Stated goal a: In the forum thread, rewrite the stretch from "I hope that" through "you found us.", changing "remotes" to "remote controls".

Text section:
>> START
Connections: HDMI HDCP support
DVD: Blu-ray,HD DVD & DVD Player
TV Card: 3-in-1 for DVB-T, DVB-S, analogue
Wireless: 802.11n


----------



## yustr (Sep 27, 2004)

Sally,

Wow, that's quite a set up. This might get complicated. Plus, I'm no expert in remote controls so I'll leave those questions unanswered for the moment.

It appears that the short straw will be the TV card in the comp. If does not have the capability to see high definition signals - these are different than digital signals - then the only way to see a hi-def picture (and you certainly want to) is to run the roof aerial to the TV and the sat aerial to the supplied sat box (these need decoding before your TV can use them). That assumes your TV has a hi-def tuner (many flat panels do not). If it doesn't maybe the sat box can serve both.

We'll only look at one path for simplicity. Hopefully you have two sat antenna cables coming down from the roof because you want one dedicated to the hi-def box/TV. With TV signal into the sat box, use a HDMI cable to feed the TV. All done there - enjoy the great picture. 

You'll need another sat box over near the comp. This one does not have to be hi-def because I assume the TV card can't see hi-def anyway. Use the other sat antenna cable to feed this box. Then use co-axial cable from the box to the TV in on the comp. You'll have to follow the instructions for Vista MC to program the comp to tune the box. I don't know how that works as I just set my Windows MC TV card to channel 3 (or 4 depending) and use the sat box to change channels. I know it defeats the whole idea of a MCPC but ... 

Now how to get TV from the PC to the TV. That's pretty easy. Just use another run of HDMI. For that long of a run HDMI an amplifier (extender) may be necessary but I'd try it without one first. Blu-ray and HD-DVD should look great but be warned: the picture quality on TV via the MCPC may not be very good - especially if you've got a large TV - and will certainly pale when compared to the hi-def channels. 

I know you're trying to use the PC as a central video server but unless it has hi-def switching capabilities (multiple in's and outs) then its not going to work that way. :upset:

I hope that helps. And just think, we haven't even started on audio yet. And like I said, setting up all those remotes is beyond me.

Also, welcome to TSF. We're glad you found us.

yustr


----------



## Sally Home (Jan 19, 2008)

Yustr,

you're a real gent, I really appreciate your input.

OooP's - I hadn't realised the TV Tuner wasn't HD.

I don't have the HD Sat Box just yet, it's on my shopping list to buy soon, I will add an HD Tuner Card to it now.

LCD TV is 1080P with built-in Free-to-air digital receiver although I wasn't planning on using it, instead I will use a separate Free-to-air Box that I have.

WILL I BE GET HD ON THE TV WHEN PLAYING HD DVD's AND NORMAL DIGITAL ON EVERYTHING ELSE IF I CONNECT AS FOLLOWS:
- Roof Aerial (Free-to-Air digital) connected to Free-view Box connected to PC TV Card "DVB-T".
- Sat Aerial connected to Non HD Sat Box connected to PC TV Card "DVB-S".
- HDMI cable linking PC & TV, possibly with amplifier / extender.
- I have tested the MC Remote Control - when seated in front of the TV it's able to control MC on the upstairs PC, this is a benefit of living in an open-planned house.
>> END
Stated goal b: Recast every one of the entries below as a Markdown table with a column "No." for the row number and a column "Line" for the line, skipping blank lines and leaving out the pictures.

(Dataset rows)
>> START
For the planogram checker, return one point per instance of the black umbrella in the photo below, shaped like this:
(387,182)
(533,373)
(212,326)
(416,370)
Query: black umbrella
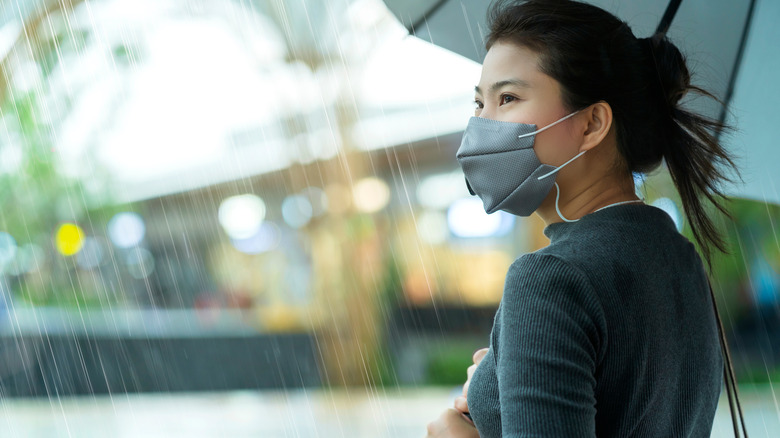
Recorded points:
(711,33)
>> END
Final answer a:
I hope that helps. And just think, we haven't even started on audio yet. And like I said, setting up all those remote controls is beyond me.

Also, welcome to TSF. We're glad you found us.

Final answer b:
| No. | Line |
|---|---|
| 1 | For the planogram checker, return one point per instance of the black umbrella in the photo below, shaped like this: |
| 2 | (387,182) |
| 3 | (533,373) |
| 4 | (212,326) |
| 5 | (416,370) |
| 6 | Query: black umbrella |
| 7 | Recorded points: |
| 8 | (711,33) |